==== TRECHO
Acordo do governo do estado de São Paulo viola autonomia da Fapesp

Depois de a Assembleia Legislativa do Estado de São Paulo promover um corte inconstitucional de R$ 120 milhões no orçamento da Fapesp - o orçamento total deve corresponder a 1% do montante arrecadado do ICMS (descontados os repasses legais para municípios) - transferindo o montante para a Secretaria de Desenvolvimento Econômico, Ciência, Tecnologia e Inovação, SDCTI, uma reunião com representantes do governo, da Fapesp e de institutos de pesquisa do estado, IPs, decidiu que o valor seria devolvido à Fundação de Amparo, mas ficaria carimbado - devendo ser usados exclusivamente para financiar os IPs. Os detalhes do acordo são relatados em reportagem do jornalista Herton Escobar. (Cuidado! Contém paywall poroso.)

É uma boa notícia de que o orçamento da Fapesp será recomposto conforme determina a constituição do Estado:

CESP
"Artigo 271 - O Estado destinará o mínimo de um por cento de sua receita tributária à Fundação de Amparo à Pesquisa do Estado de São Paulo, como renda de sua privativa administração, para aplicação em desenvolvimento científico e tecnológico.

Parágrafo único - A dotação fixada no 'caput', excluída a parcela de transferência aos Municípios, de acordo com o artigo 158, IV da Constituição Federal, será transferida mensalmente, devendo o percentual ser calculado sobre a arrecadação do mês de referência e ser pago no mês subseqüente.
"

Porém, o acordo, ao determinar a destinação do valor que, legalmente, é do orçamento da Fapesp, viola frontalmente a autonomia do órgão fixado em lei e reconhecida em decreto pelo então governador José Serra em 2007.

Decreto Declaratório n° 1 de 30/mai/2007:
"Artigo 1º - A execução orçamentária, financeira, patrimonial e contábil das Universidades Públicas Estaduais e da Fundação de Amparo à Pesquisa do Estado de São Paulo - FAPESP será realizada de acordo com o princípio da autonomia universitária e os dados inseridos em tempo real no Sistema Integrado de Administração Financeira para Estados e Municípios - SIAFEM/SP, nos termos do Decreto nº 51.636, de 9 de março de 2007, sem prejuízo das prerrogativas asseguradas no artigo 54 da Lei nº 9.394, de 20 de dezembro de 1996, e artigo 271 da Constituição do Estado, que lhes facultam regime financeiro e contábil que atenda às suas peculiaridades de organização e funcionamento."
========
==== DADOS FORNECIDOS
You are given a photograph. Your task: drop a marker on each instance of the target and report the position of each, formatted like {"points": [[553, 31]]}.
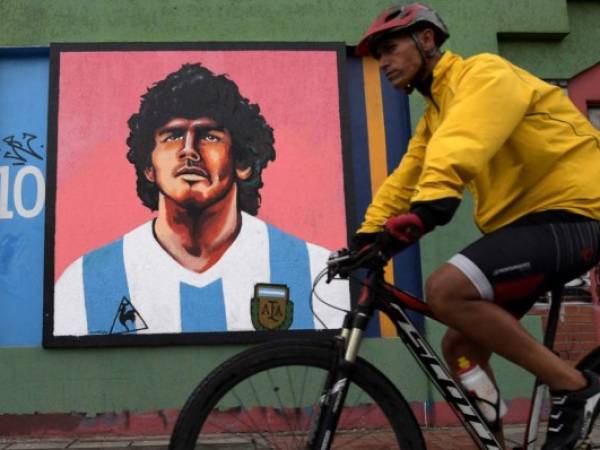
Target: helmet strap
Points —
{"points": [[422, 79]]}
========
O QUE FAZER
1/ Liste todas as normas jurídicas citadas com número no trecho sobre o orçamento da Fapesp: artigos de constituições, leis e decretos.
2/ Prossiga com o trecho sobre o orçamento da Fapesp a partir da última frase apresentada.
Os dados não são necessários para resolver nada aqui.

RESPOSTAS DOS EXERCÍCIOS
1/
- Artigo 271 da Constituição do Estado de São Paulo
- Artigo 158, IV, da Constituição Federal
- Decreto Declaratório nº 1, de 30 de maio de 2007
- Decreto nº 51.636, de 9 de março de 2007
- Artigo 54 da Lei nº 9.394, de 20 de dezembro de 1996

2/
Sequestrar parte do orçamento para ter como resgate parte da autonomia científica da Fapesp: de destinar os recursos para financiar as pesquisas que seu comitê gestor e assessores considerarem meritórias e relevantes - é uma interferência política preocupante. Não se trata aqui nem de um montante extra - fora do valor da dotação orçamentária constitucionalmente prevista - que o governo confia à instituição para repassar para os programas de interesse do Poder Executivo; nem mesmo um direcionamento das verbas para áreas de pesquisa que se pretende priorizar (e já seria uma interferência na autonomia legalmente prevista). Trata-se, isto sim, de transferir a responsabilidade do governo de prover recursos para a manutenção dos IPs.

Há anos os IPs vêm sofrendo um desmonte e sucateamento, a manobra não vai salvá-los, mas, antes, restringir efetivamente a função da Fapesp - e desviando de sua atividade fim, de financiar pesquisa, para custear permanentemente os IPs - coisa, aliás, vetada por lei à Fapesp:

Lei Estadual 5.918/1960:
"Artigo 4º - É vedado à Fundação:
II - assumir encargos externos permanentes de qualquer natureza;"

A desculpa será, possivelmente, que o encargo é temporário. Mas eu botaria, se as tivesse, minhas barbas de molho.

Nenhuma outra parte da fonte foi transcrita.